> TASK STATEMENT: Copy all the material below, exactly as it stands.

> Location annotation dataset excerpts:
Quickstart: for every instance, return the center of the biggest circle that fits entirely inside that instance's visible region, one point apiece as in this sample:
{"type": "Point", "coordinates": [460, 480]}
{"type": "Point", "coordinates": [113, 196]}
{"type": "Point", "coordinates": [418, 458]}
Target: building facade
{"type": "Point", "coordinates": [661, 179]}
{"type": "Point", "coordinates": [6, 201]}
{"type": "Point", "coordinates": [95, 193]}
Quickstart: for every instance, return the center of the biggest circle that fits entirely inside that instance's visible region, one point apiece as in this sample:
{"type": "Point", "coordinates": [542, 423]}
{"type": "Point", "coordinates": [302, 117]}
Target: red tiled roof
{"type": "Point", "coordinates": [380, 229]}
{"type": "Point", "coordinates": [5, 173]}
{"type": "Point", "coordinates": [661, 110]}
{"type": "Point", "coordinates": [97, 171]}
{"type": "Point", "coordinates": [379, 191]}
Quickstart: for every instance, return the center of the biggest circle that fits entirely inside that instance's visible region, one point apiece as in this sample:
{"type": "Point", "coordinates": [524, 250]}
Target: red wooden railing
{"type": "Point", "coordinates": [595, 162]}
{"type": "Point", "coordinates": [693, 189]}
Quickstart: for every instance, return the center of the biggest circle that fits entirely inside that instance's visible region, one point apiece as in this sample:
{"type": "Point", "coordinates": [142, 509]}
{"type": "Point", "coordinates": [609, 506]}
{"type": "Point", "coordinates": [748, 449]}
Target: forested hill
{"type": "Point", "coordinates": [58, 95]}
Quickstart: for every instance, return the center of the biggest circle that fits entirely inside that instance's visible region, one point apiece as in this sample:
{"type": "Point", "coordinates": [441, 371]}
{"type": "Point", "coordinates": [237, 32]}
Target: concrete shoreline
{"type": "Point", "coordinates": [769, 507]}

> SOLUTION TO THIS TASK:
Quickstart: for every instance, return the center of the biggest circle that fits entirely inside that instance's visible region, one point apiece as in this sample:
{"type": "Point", "coordinates": [460, 480]}
{"type": "Point", "coordinates": [113, 196]}
{"type": "Point", "coordinates": [418, 458]}
Target: building facade
{"type": "Point", "coordinates": [661, 179]}
{"type": "Point", "coordinates": [6, 201]}
{"type": "Point", "coordinates": [95, 193]}
Quickstart: for every instance, return the center of the biggest circle that fits entirely inside that instance's visible region, one point apiece as in this sample:
{"type": "Point", "coordinates": [542, 423]}
{"type": "Point", "coordinates": [302, 117]}
Target: red tiled roof
{"type": "Point", "coordinates": [380, 229]}
{"type": "Point", "coordinates": [5, 173]}
{"type": "Point", "coordinates": [661, 110]}
{"type": "Point", "coordinates": [97, 171]}
{"type": "Point", "coordinates": [379, 191]}
Quickstart: for every instance, return the center of the biggest circle that fits entirely inside that instance's visible region, one point apiece as in this sample:
{"type": "Point", "coordinates": [524, 250]}
Target: red wooden railing
{"type": "Point", "coordinates": [595, 162]}
{"type": "Point", "coordinates": [693, 189]}
Quickstart: for every instance, return the center of the biggest circle that fits entirely inside that instance's visible region, one point apiece as in this sample:
{"type": "Point", "coordinates": [142, 509]}
{"type": "Point", "coordinates": [609, 506]}
{"type": "Point", "coordinates": [748, 449]}
Target: forested hill
{"type": "Point", "coordinates": [58, 95]}
Quickstart: for every instance, return the center of the biggest circle that fits entirely inside that instance's visible region, one point apiece as in this sample:
{"type": "Point", "coordinates": [441, 371]}
{"type": "Point", "coordinates": [237, 32]}
Target: concrete shoreline
{"type": "Point", "coordinates": [769, 507]}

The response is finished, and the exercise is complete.